本文
2012年7月16日月曜日

新約聖書原典「マタイによる福音書」11章の翻訳(私訳)

マタイによる福音書

11章


1.イエスは、ご自分の十二人の弟子たちに命じ終えられると、そこを去り、彼らの町々で教え、宣べ伝えられた。
2.さて、ヨハネは獄中で、キリストの行ったことを聞いて、自分の弟子たちを遣わして、3.イエスに言わせた。「来るべき方はあなたですか。それとも、わたしたちは他の人を待ち望むべきでしょうか」。4.イエスは答えて彼らに言われた。「行って、あなたがたが見聞きしたことをヨハネに伝えなさい。5.目の見えない人たちは見えるようになり、歩けない人たちは歩いている。重い皮膚病の人たちは清まり、耳の聞こえない人たちは聞いている。また、死者たちは生き返り、貧しい人たちは福音を聞かされている。6.わたしに躓かない者は幸いだ」。

[座標注釈記録]

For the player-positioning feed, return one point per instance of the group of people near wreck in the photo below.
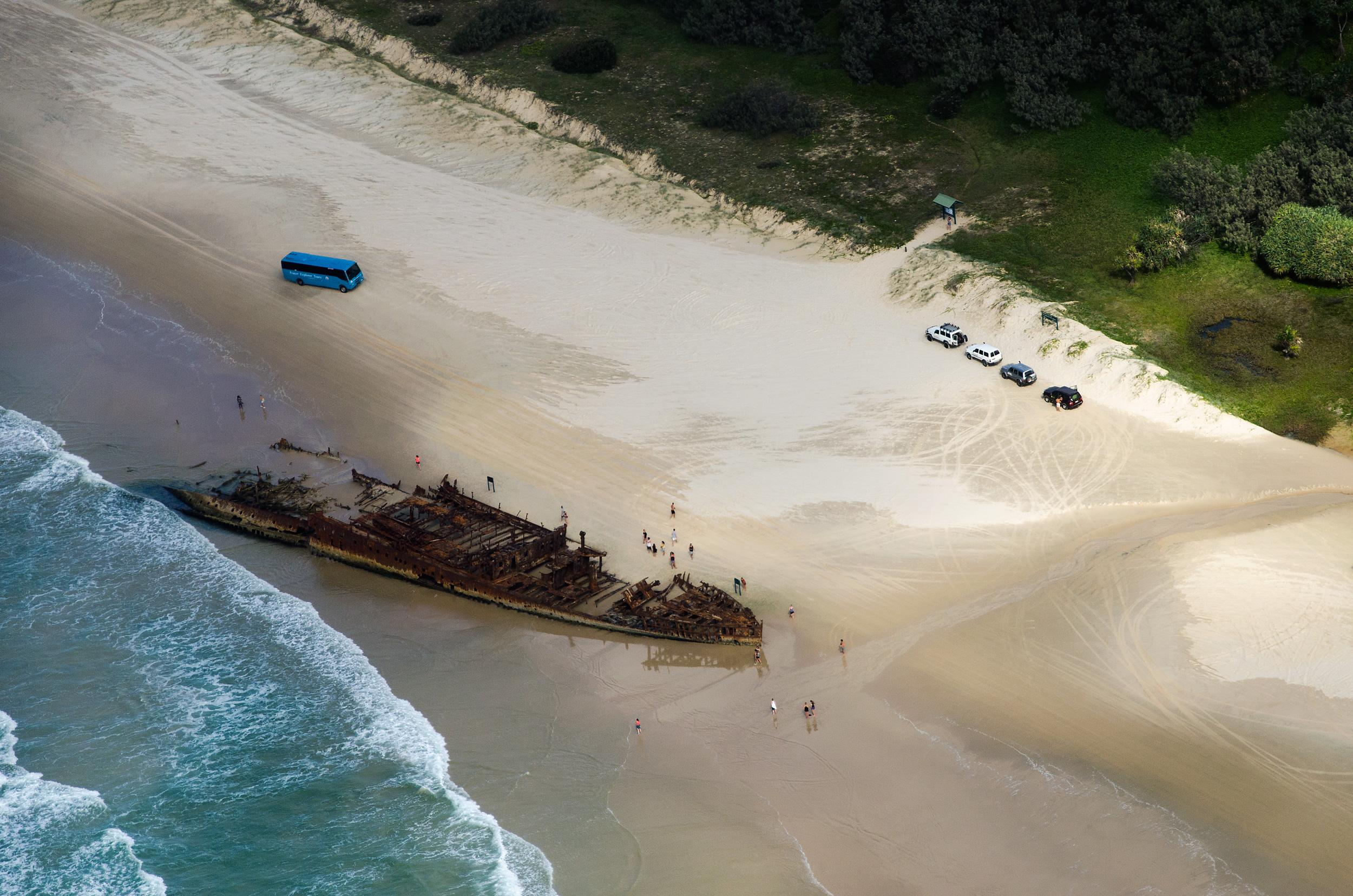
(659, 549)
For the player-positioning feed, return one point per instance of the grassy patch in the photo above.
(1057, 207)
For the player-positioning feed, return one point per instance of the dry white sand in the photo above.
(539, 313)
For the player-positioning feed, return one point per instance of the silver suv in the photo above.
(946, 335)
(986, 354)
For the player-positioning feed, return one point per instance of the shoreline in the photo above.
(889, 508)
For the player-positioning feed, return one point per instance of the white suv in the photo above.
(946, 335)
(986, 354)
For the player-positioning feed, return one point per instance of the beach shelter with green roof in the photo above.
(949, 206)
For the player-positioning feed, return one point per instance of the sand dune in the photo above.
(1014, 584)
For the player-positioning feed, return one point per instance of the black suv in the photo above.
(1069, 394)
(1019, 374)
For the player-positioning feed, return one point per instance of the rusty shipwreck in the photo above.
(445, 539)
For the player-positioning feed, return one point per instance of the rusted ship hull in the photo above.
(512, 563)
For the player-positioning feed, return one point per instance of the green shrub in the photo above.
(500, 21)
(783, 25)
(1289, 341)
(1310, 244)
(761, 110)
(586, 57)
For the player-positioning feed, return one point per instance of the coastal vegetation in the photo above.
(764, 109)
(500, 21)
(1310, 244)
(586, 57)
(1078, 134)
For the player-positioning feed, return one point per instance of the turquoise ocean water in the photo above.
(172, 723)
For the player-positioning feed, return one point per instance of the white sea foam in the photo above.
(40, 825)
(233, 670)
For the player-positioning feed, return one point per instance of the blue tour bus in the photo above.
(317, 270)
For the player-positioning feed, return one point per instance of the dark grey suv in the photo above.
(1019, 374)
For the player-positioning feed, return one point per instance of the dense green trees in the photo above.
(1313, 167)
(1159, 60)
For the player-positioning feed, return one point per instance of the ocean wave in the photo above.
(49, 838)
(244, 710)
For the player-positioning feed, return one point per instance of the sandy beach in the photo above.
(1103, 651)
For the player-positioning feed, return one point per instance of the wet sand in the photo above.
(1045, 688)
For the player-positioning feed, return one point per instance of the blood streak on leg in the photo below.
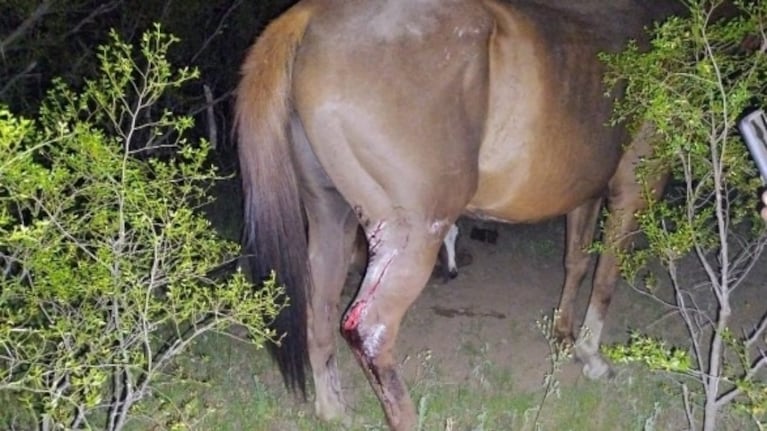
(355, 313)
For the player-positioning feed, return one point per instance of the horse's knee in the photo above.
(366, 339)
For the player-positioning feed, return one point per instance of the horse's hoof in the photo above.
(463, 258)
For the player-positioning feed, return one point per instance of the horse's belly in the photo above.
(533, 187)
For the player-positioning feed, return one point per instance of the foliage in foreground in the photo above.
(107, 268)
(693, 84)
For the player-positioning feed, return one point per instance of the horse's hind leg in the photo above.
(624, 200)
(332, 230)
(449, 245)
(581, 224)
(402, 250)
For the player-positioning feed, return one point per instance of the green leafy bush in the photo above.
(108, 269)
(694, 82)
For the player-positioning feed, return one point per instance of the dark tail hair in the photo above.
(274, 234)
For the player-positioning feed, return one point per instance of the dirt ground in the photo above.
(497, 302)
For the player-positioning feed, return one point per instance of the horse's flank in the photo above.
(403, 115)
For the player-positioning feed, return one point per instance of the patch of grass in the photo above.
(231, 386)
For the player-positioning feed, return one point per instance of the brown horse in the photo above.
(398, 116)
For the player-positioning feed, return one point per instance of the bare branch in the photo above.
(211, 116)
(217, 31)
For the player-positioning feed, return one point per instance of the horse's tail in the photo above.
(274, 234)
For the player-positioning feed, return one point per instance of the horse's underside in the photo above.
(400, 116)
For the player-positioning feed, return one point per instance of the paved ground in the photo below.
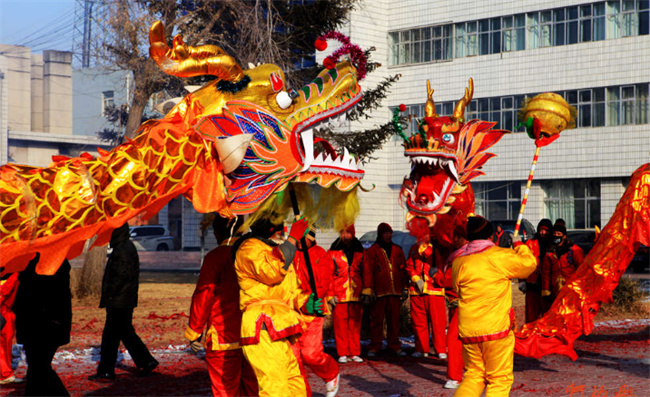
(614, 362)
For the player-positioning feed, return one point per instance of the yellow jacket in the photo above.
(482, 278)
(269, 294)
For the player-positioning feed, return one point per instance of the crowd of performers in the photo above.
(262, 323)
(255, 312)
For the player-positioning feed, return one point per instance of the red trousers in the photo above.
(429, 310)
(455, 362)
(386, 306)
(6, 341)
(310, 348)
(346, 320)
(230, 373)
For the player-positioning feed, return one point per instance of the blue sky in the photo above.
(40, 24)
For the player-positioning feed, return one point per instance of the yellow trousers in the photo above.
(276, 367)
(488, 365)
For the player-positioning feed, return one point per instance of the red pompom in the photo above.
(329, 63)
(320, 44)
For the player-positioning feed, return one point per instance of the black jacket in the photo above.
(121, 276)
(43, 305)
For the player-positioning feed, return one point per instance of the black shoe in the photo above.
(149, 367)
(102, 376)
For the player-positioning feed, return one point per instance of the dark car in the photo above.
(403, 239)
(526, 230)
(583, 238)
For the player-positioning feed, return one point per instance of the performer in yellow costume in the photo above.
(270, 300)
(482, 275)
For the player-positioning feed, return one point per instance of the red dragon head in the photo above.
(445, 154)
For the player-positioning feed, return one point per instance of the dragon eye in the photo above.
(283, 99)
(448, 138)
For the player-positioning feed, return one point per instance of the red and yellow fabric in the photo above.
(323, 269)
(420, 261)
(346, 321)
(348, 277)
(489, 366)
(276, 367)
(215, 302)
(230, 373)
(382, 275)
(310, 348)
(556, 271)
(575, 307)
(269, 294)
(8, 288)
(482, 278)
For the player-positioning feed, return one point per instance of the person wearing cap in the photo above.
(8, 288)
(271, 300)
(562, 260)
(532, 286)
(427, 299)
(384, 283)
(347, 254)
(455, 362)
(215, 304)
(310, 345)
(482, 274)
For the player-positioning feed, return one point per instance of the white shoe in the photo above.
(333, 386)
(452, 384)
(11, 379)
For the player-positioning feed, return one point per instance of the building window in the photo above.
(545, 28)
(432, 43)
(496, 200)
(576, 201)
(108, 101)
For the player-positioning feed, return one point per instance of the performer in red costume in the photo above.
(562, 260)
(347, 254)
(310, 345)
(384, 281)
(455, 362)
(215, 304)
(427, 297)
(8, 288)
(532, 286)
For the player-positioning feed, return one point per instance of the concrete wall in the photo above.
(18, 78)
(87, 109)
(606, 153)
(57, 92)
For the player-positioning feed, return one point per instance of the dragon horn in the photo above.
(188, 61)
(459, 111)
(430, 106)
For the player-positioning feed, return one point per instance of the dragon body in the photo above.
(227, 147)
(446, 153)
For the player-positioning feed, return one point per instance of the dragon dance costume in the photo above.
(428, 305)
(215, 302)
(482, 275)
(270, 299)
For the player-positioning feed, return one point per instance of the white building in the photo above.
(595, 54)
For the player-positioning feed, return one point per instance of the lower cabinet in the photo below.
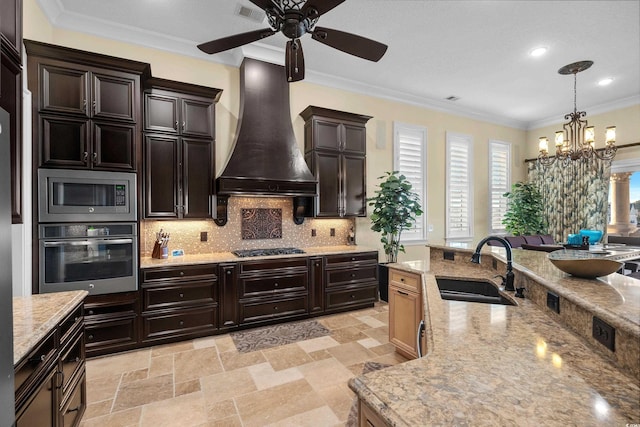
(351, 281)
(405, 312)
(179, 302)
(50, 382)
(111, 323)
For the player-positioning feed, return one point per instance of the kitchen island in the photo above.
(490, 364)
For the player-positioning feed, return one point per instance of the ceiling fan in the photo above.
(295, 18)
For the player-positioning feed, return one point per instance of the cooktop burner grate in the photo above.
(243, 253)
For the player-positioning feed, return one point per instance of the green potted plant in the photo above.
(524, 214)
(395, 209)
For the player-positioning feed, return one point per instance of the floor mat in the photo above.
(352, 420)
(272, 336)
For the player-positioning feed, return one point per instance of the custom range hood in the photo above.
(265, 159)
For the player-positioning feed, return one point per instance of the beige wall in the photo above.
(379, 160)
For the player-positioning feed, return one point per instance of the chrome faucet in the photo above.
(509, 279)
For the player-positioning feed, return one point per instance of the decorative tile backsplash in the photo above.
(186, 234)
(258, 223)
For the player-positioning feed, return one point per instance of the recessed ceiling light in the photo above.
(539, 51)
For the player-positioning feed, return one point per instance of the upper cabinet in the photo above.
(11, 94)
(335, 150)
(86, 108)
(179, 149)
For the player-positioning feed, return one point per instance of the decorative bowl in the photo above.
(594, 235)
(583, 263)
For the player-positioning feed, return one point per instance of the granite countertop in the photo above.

課題 A
マタイ福音書11章の訳文について答えよ。
(i) イエスは誰に命じ終えてから、そこを去って町々で教え宣べ伝えたか。
(ii) ヨハネはどこでキリストの行ったことを聞いたか。
(iii) イエスが「幸いだ」と述べたのはどのような者か。
課題 B
記録のうち、「wall」という文字列を含む行は何行あるか。数だけを答えよ。大文字と小文字は区別する。

解答 A
(i) ご自分の十二人の弟子たち
(ii) 獄中
(iii) わたしに躓かない者

解答 B
2